#### ENTRIES ####
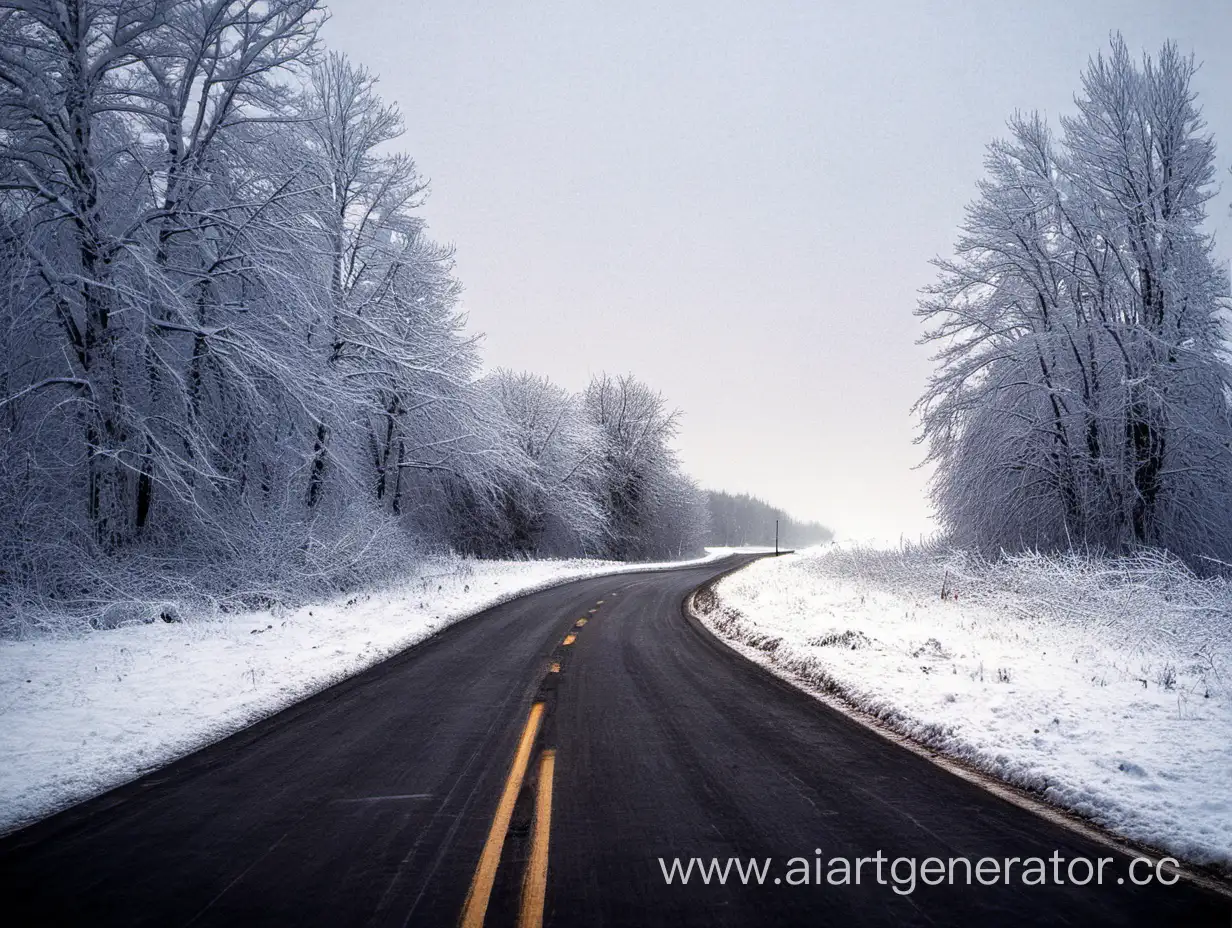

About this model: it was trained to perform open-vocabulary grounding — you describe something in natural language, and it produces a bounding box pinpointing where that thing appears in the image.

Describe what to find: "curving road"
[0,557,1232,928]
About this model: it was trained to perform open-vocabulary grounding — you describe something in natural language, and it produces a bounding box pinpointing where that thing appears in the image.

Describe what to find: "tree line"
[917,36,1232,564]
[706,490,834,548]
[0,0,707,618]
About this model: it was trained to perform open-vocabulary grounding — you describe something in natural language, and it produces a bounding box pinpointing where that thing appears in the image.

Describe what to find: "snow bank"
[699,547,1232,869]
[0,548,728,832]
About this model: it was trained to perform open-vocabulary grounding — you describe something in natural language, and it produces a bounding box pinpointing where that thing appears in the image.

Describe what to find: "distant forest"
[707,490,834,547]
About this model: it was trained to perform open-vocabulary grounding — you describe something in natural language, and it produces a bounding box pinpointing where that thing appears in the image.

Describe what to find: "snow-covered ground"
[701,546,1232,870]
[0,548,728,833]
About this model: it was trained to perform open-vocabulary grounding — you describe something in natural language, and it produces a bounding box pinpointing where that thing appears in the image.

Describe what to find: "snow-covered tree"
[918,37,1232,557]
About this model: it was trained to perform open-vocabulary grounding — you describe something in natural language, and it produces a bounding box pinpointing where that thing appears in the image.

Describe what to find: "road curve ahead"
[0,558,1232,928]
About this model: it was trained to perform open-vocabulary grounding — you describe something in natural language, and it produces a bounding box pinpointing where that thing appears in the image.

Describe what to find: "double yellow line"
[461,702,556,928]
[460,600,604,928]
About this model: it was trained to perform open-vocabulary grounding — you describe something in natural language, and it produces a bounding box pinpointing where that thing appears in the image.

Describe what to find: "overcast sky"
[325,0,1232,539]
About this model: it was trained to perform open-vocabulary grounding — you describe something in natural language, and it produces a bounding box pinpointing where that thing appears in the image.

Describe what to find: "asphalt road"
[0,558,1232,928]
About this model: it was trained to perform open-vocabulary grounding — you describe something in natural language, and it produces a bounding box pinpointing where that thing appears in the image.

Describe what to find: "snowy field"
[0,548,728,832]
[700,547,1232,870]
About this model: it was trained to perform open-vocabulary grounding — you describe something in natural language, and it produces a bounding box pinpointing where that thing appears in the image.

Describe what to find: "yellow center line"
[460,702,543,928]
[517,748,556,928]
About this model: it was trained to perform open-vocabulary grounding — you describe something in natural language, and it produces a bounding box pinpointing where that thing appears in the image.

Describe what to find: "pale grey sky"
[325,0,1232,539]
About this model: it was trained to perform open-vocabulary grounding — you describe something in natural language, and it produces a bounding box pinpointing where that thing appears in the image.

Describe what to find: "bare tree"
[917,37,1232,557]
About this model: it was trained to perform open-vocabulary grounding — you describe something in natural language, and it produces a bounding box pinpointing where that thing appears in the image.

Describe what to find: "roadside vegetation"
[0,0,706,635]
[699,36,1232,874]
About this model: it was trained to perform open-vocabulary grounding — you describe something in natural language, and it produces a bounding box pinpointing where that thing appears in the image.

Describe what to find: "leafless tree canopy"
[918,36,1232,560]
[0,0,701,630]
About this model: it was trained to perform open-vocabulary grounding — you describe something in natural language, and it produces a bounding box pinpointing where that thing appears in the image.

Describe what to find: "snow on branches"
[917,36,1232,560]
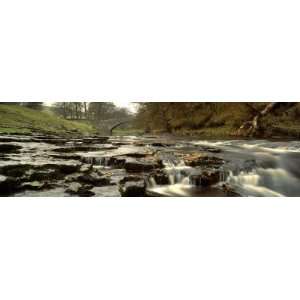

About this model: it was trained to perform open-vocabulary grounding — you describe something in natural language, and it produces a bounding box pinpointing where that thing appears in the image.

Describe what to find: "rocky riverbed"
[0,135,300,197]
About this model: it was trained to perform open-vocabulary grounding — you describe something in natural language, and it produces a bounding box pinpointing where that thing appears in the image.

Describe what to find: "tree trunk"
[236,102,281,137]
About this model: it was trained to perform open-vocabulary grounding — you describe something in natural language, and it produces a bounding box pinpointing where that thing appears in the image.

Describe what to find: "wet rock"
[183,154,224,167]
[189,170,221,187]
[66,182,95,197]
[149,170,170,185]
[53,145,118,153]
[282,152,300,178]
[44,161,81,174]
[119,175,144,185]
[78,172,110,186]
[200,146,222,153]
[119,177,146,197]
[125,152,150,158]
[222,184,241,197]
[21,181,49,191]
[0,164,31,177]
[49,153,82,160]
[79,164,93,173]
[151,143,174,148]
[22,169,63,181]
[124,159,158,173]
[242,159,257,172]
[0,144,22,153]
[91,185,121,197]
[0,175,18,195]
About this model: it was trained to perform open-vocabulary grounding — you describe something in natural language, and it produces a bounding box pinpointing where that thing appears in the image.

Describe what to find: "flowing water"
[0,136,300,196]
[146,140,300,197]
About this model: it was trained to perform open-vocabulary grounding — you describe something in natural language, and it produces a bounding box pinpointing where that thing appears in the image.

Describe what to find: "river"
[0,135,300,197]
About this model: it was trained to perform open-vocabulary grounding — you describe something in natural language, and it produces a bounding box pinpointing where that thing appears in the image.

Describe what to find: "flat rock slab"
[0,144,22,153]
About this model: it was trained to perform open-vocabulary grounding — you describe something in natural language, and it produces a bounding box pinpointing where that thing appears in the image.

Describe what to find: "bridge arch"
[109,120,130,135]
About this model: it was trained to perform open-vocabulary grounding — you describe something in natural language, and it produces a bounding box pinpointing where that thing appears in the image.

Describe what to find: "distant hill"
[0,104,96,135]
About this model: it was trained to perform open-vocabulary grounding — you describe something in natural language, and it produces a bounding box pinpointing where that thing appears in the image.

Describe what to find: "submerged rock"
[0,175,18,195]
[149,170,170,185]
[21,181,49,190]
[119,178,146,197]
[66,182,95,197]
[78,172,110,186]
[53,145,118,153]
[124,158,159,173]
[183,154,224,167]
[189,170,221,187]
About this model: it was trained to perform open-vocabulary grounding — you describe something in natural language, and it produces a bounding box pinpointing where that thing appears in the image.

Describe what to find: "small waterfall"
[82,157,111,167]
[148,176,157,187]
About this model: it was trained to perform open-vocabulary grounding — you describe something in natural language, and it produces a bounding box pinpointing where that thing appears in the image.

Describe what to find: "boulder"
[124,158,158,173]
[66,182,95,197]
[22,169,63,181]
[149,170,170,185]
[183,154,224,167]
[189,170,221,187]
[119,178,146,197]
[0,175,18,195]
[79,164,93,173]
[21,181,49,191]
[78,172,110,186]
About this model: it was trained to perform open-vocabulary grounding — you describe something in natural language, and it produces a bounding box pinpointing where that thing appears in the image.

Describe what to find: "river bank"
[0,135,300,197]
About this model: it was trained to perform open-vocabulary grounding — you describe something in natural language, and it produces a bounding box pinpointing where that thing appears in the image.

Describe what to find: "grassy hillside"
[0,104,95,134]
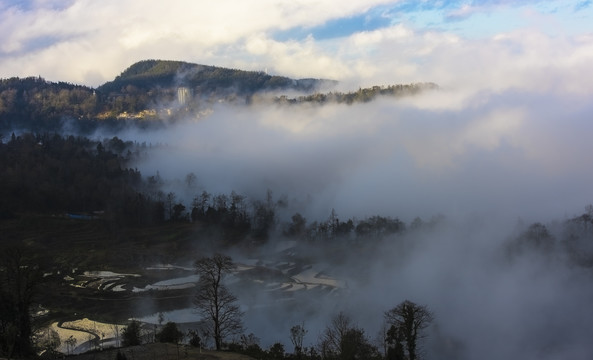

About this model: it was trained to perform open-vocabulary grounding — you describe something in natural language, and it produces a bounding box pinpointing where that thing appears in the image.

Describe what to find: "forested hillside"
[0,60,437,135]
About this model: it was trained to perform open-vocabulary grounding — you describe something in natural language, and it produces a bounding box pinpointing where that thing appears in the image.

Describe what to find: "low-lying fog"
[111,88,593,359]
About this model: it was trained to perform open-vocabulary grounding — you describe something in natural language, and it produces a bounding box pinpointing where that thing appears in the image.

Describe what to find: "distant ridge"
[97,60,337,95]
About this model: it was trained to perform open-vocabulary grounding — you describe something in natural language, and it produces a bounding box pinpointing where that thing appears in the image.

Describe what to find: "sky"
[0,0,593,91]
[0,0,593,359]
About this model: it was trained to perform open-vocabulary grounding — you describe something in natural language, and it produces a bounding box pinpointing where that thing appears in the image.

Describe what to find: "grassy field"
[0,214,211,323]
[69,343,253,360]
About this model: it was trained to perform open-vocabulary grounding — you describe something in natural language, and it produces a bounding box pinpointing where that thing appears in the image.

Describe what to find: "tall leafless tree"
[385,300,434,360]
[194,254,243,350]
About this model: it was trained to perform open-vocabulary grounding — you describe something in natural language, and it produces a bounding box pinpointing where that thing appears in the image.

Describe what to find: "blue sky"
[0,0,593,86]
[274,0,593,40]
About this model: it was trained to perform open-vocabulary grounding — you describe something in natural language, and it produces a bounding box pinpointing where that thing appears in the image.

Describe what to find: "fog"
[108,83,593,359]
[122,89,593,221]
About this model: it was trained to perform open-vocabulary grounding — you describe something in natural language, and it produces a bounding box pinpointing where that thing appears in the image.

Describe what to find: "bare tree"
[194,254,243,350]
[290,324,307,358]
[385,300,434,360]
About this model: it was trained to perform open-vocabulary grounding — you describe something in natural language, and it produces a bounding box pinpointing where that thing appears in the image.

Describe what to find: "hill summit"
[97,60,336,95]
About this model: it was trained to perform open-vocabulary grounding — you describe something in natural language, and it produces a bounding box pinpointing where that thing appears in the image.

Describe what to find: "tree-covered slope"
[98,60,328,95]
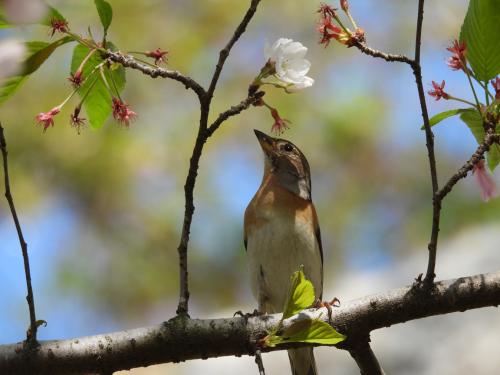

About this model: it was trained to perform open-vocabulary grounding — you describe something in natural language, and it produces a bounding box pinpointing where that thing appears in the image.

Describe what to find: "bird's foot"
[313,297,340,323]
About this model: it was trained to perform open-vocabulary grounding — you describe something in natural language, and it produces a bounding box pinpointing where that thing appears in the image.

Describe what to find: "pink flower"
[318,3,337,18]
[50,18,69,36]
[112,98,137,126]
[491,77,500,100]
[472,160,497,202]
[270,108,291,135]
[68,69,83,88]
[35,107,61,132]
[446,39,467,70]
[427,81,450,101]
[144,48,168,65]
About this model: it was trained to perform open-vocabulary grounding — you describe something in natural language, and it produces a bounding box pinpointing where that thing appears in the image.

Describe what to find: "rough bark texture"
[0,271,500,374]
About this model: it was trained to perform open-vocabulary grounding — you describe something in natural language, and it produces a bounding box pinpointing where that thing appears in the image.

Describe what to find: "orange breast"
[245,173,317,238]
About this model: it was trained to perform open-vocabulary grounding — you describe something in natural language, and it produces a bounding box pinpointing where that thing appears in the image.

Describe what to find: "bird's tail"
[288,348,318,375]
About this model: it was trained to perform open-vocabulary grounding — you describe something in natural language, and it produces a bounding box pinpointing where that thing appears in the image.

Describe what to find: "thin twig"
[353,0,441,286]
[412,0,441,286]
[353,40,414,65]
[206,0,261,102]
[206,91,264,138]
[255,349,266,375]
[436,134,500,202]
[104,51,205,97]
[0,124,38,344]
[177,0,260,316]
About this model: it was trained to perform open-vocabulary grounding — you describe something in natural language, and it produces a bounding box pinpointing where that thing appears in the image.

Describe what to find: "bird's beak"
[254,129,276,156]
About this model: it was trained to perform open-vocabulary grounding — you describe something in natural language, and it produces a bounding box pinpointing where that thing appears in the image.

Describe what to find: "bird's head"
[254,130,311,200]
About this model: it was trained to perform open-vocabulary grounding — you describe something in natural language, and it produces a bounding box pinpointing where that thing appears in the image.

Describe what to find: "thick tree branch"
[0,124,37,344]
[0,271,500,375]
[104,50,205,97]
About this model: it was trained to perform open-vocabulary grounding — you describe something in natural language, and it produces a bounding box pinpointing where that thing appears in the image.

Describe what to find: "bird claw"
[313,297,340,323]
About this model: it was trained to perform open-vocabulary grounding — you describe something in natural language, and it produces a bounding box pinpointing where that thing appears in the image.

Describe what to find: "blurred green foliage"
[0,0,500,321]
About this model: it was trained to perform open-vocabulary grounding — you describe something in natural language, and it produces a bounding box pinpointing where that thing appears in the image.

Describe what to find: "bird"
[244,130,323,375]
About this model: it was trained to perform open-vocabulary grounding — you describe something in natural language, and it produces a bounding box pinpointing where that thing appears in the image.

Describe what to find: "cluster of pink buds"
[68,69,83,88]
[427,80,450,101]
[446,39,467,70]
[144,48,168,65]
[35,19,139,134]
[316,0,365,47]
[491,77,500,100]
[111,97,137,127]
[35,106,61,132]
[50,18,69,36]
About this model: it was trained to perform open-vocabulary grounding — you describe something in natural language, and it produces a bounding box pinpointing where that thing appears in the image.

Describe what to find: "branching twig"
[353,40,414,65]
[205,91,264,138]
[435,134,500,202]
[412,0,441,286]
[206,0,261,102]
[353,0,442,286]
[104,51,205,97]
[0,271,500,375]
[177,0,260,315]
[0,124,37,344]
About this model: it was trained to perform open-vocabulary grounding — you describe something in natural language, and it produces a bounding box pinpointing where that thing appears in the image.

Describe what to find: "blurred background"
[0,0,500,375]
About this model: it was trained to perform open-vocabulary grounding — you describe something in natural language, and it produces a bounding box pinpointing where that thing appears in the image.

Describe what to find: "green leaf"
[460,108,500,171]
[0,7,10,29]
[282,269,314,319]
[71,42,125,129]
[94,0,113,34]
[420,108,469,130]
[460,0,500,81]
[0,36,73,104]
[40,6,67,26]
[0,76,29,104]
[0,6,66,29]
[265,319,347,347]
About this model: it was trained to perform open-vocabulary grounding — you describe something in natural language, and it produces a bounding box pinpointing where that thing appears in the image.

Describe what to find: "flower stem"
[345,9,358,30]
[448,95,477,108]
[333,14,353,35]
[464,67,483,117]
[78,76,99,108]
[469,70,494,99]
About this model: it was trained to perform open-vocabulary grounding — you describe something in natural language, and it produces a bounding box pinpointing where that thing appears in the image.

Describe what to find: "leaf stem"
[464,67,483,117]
####
__GIVEN INSTRUCTION__: Gather every line of the data above that contains the string "field".

__SOLUTION TO THIS PROBLEM__:
Describe what to find: "snowy field"
Describe what to find: "grassy field"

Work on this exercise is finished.